Start of Material supplied

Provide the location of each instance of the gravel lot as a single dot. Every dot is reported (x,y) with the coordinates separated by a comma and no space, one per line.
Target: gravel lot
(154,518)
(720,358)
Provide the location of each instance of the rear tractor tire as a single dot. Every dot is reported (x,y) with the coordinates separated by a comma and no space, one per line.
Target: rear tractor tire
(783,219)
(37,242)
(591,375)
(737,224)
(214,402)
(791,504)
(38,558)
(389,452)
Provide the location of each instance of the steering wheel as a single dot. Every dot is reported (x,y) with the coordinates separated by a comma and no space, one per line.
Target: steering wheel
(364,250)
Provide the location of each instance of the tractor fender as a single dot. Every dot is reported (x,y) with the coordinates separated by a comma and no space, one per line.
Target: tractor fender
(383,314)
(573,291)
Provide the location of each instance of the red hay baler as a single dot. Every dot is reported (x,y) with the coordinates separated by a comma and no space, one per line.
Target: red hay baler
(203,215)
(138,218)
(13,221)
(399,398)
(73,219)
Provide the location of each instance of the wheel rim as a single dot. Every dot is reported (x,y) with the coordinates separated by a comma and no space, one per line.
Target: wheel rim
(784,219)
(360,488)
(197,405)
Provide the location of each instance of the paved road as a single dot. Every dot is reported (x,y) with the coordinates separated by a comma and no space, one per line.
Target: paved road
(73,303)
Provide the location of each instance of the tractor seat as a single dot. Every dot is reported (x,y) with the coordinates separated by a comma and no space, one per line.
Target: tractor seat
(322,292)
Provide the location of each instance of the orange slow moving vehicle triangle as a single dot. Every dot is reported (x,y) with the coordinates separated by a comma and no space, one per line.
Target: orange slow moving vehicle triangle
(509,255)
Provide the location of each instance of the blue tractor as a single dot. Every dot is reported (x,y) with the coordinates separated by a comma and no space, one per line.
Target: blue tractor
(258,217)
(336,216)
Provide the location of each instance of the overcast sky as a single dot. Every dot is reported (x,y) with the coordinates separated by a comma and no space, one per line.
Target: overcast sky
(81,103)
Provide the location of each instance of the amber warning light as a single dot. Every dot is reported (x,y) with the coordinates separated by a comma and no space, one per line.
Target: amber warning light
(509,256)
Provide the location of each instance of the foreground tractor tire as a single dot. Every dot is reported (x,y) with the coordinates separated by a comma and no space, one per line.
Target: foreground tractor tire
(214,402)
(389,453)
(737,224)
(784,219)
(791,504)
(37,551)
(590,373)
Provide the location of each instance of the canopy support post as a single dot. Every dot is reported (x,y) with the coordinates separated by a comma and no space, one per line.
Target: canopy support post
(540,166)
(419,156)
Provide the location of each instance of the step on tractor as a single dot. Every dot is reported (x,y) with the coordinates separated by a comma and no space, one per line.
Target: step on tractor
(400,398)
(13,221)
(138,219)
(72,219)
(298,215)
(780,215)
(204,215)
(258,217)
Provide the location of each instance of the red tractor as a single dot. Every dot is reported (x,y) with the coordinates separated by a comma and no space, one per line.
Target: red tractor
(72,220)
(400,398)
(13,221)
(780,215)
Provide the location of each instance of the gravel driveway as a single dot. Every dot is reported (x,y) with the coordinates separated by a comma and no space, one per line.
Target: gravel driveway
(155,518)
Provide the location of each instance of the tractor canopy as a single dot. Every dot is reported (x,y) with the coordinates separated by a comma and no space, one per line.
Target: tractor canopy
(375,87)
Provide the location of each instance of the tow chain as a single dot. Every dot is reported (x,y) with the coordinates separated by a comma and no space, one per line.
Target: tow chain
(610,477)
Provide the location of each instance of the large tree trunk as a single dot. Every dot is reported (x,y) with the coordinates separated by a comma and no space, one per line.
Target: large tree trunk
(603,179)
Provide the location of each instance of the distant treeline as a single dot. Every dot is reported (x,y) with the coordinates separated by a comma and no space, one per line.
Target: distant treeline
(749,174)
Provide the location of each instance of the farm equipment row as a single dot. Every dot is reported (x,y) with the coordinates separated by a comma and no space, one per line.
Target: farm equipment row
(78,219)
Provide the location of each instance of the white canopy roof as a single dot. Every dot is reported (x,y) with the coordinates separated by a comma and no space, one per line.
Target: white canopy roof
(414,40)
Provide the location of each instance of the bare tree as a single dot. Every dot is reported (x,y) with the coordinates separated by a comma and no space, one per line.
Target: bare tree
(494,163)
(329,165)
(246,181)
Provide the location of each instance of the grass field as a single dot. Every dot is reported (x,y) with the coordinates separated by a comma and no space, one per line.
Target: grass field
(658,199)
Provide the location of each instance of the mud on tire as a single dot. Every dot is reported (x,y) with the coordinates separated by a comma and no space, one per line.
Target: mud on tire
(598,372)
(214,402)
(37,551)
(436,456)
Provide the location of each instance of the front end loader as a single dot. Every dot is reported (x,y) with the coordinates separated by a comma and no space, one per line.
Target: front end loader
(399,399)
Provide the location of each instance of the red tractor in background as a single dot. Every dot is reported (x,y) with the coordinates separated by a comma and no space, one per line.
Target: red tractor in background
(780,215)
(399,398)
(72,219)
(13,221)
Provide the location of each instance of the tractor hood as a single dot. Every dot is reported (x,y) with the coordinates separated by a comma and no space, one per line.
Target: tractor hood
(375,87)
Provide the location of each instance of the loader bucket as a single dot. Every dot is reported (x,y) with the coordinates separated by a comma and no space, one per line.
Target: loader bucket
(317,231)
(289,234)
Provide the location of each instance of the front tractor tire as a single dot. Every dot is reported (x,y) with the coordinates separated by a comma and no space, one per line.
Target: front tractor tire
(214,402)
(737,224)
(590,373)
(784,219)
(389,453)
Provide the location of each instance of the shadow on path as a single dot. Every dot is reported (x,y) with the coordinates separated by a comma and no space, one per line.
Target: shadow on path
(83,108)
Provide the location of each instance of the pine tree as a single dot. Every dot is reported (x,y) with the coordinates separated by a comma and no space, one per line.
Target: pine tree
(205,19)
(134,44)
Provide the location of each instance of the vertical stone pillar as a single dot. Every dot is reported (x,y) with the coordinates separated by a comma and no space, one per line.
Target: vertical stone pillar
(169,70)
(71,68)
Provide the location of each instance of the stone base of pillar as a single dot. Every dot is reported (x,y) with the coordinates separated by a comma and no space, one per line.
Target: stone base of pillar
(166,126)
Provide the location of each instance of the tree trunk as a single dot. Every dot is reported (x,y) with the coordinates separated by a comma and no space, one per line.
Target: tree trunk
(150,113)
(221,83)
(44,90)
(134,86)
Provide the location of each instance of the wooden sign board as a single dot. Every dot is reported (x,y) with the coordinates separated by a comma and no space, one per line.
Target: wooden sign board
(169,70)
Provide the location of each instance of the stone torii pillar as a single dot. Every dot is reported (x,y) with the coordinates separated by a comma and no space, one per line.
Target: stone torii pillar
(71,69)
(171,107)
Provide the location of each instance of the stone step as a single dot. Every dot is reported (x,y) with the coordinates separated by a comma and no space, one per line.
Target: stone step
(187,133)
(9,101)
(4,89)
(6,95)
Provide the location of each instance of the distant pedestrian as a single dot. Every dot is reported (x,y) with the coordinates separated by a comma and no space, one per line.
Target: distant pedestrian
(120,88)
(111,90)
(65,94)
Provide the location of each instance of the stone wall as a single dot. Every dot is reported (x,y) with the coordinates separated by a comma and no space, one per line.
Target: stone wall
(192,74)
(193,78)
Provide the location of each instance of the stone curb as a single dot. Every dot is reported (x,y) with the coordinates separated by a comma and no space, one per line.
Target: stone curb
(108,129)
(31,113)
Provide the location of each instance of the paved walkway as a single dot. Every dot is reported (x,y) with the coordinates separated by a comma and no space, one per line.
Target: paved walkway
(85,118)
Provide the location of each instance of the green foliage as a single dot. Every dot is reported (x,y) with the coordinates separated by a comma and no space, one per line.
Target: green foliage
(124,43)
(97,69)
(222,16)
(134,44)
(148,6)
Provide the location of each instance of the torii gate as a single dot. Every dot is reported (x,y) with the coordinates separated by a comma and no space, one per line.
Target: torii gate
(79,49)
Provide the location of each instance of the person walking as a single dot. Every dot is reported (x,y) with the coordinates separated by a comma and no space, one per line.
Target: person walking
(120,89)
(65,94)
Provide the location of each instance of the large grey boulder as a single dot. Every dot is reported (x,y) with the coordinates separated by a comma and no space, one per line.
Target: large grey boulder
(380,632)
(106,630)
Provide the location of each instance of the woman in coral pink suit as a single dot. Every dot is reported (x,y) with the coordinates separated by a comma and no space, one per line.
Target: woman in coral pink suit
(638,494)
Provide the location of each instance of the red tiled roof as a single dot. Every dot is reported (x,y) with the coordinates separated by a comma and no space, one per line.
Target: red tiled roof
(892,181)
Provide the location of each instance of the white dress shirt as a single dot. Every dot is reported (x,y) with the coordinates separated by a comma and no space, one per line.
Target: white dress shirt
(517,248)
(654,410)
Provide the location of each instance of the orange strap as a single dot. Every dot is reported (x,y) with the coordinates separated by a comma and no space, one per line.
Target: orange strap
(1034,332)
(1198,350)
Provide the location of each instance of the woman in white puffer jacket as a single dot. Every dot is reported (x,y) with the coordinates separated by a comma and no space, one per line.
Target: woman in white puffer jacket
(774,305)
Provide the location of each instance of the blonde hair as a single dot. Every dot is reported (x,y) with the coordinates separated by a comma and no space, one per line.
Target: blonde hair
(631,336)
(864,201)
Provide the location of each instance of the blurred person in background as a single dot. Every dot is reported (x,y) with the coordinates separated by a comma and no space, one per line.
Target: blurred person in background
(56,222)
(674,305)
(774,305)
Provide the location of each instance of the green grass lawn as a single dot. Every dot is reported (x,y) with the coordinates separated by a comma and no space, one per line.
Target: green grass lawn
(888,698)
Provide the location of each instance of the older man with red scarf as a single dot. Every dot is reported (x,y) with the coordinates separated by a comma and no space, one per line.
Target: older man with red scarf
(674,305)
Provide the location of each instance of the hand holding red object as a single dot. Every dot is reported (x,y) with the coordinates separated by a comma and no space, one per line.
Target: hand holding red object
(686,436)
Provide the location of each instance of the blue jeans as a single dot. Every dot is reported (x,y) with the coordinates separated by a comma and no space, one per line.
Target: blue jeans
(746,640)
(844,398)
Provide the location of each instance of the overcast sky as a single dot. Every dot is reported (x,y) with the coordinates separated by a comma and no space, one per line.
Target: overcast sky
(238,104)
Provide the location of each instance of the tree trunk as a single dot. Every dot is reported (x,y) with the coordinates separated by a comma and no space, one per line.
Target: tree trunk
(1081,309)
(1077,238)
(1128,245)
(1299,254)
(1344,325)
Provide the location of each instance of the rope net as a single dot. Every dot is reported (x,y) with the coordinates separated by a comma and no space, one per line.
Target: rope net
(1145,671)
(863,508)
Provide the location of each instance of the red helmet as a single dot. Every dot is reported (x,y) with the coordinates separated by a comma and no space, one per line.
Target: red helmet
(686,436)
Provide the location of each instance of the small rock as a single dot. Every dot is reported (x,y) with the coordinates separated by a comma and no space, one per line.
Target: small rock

End of Material supplied

*Instructions to follow*
Transcribe, word for word, every line from the one containing "Provide the location of each instance of the rope" through the final line of the entries, and nothing else.

*The solution*
Provide the location of each instance of the rope net as a single dot. Every dot is reported (x,y) with the coordinates separated by a comma and no space, one per line.
Target: rope net
(1145,671)
(863,508)
Provide the location of each instance of the red helmet as a single dot. Every dot is reported (x,y) with the coordinates separated by a comma and no space, one per line.
Target: red helmet
(686,436)
Provide the location of each instance of the small rock as a single dot. Every dot is reported (x,y) with the coordinates separated by a comma and no space, one per line.
Target: small rock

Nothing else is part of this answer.